--- Begin ---

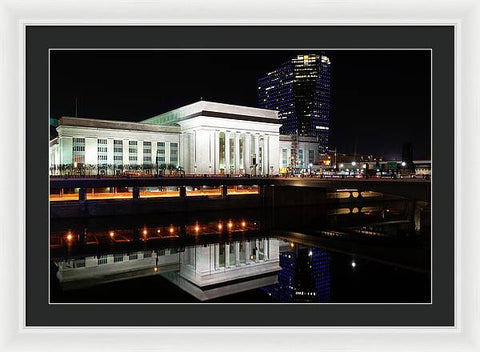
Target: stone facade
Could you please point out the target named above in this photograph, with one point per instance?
(203, 137)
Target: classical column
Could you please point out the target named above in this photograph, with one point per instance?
(237, 153)
(211, 145)
(266, 156)
(227, 153)
(216, 165)
(227, 255)
(125, 153)
(217, 256)
(246, 153)
(154, 156)
(237, 253)
(247, 252)
(110, 151)
(255, 144)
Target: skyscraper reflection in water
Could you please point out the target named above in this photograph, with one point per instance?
(305, 275)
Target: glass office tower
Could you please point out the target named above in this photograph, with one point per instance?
(300, 90)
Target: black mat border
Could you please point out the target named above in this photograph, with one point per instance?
(40, 38)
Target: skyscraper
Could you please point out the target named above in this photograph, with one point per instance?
(300, 90)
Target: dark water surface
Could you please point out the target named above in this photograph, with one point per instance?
(374, 252)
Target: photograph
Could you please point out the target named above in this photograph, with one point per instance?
(240, 176)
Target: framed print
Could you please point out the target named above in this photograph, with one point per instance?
(252, 198)
(204, 178)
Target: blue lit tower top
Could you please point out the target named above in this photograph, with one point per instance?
(300, 90)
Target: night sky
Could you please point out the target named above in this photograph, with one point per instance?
(380, 99)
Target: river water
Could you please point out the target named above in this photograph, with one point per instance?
(371, 252)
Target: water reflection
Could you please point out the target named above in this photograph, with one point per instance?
(282, 255)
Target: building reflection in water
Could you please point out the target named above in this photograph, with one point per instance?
(205, 271)
(210, 258)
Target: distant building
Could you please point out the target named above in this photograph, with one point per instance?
(203, 137)
(407, 156)
(300, 91)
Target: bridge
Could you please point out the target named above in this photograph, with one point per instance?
(415, 189)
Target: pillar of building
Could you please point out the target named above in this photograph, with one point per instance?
(211, 147)
(125, 152)
(182, 192)
(154, 156)
(246, 153)
(237, 253)
(255, 152)
(140, 153)
(247, 252)
(216, 166)
(217, 256)
(110, 152)
(227, 255)
(82, 194)
(237, 153)
(91, 151)
(136, 192)
(227, 153)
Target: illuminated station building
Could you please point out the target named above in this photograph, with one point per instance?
(201, 138)
(300, 91)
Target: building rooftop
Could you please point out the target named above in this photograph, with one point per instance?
(212, 109)
(119, 125)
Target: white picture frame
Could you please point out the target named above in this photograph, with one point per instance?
(14, 16)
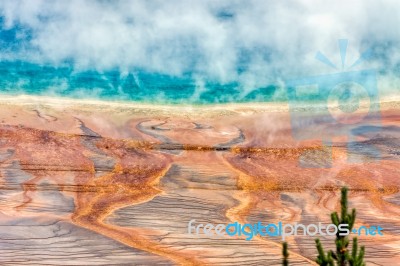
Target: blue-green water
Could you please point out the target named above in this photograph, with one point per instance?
(26, 78)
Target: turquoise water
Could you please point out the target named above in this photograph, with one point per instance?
(26, 78)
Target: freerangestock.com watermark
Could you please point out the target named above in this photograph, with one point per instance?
(278, 230)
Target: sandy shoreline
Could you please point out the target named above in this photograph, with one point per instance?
(173, 109)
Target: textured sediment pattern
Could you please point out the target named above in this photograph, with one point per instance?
(82, 187)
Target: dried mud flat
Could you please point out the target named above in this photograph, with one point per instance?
(106, 185)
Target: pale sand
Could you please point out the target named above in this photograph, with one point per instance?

--- End ---

- _What the task requires_: Every entry must be reproduced exactly, with the images left out.

- _Written response_:
Target: stone facade
Could you please point out the target named above in this photograph, with one point per instance?
(203, 137)
Target: classical column
Could you please point out the target named above in this photograph, with one point per instance?
(237, 153)
(211, 145)
(266, 156)
(227, 153)
(216, 165)
(227, 255)
(125, 153)
(217, 256)
(246, 153)
(154, 156)
(237, 253)
(247, 252)
(110, 151)
(255, 144)
Target: skyscraper reflection in water
Could you please point out the target named above in this photograph, with one point per instance?
(305, 275)
Target: glass office tower
Could you please point out the target named above in this photograph, with one point per instance?
(300, 90)
Target: black mat border
Could you please point out the target named above in this photograph, with one point per instance?
(40, 38)
Target: skyscraper
Could you please point out the target named above in this photograph, with one point per instance?
(300, 90)
Target: dark water surface
Could you please point out the target named above in this photograph, with one point per instance?
(374, 252)
Target: photograph
Could you please point out the target named above in this photograph, with one point per instance?
(240, 176)
Target: framed print
Could you please point out the target named above in this photograph, with one point per instance?
(252, 198)
(204, 178)
Target: blue lit tower top
Could you please point out the target named above in this photograph, with one point per instance?
(300, 90)
Target: night sky
Could you please point out the target named above in this photograph, with one point per instance?
(380, 99)
Target: river water
Could you please point out the target named above in this photograph, with one point per instance?
(371, 252)
Target: water reflection
Could you please point out the target named above in this photograph, with one point per instance?
(282, 255)
Target: building reflection in water
Could you please point out the target named above in this photograph, with one point per instance?
(205, 271)
(210, 258)
Target: distant building
Could you please point out the target named above in this photograph, with one point per instance?
(203, 137)
(407, 156)
(300, 91)
Target: bridge
Could you please point out the target named above in this photograph, with one point per instance?
(415, 189)
Target: pillar of building
Could you please point out the target named above in this photograph, with one point per instance?
(211, 147)
(125, 152)
(182, 192)
(154, 156)
(246, 153)
(237, 253)
(255, 152)
(140, 153)
(247, 252)
(216, 166)
(217, 256)
(110, 152)
(227, 255)
(82, 194)
(237, 153)
(91, 151)
(136, 192)
(227, 153)
Target: illuminated station building
Could you please point out the target named above in this photograph, with one point per instance?
(201, 138)
(300, 91)
Target: building rooftop
Could you please point out the target named above in this photograph, with one point per instance?
(212, 109)
(119, 125)
Target: white picture frame
Could you please point out the target named above in this photograph, with one point per instance?
(14, 16)
Target: blue-green water
Could you please point out the target named above in this photograph, with one point per instance?
(26, 78)
Target: turquoise water
Could you please point out the target named above in this photograph, with one point per instance?
(26, 78)
Target: freerangestock.com watermark
Could you please point out the target named above in this photograph, with one point per instance?
(278, 230)
Target: sandy shoreline
Could you please point out the target named above in this photograph, with one point per instance?
(173, 109)
Target: textured sediment pattern
Could you please point out the target named above in this photograph, with one point per instance?
(82, 187)
Target: dried mud flat
Could you please point out the target named above in this photograph, with one point per instance?
(106, 185)
Target: pale sand
Could you please point out the target named above in this photograph, with one point per instance?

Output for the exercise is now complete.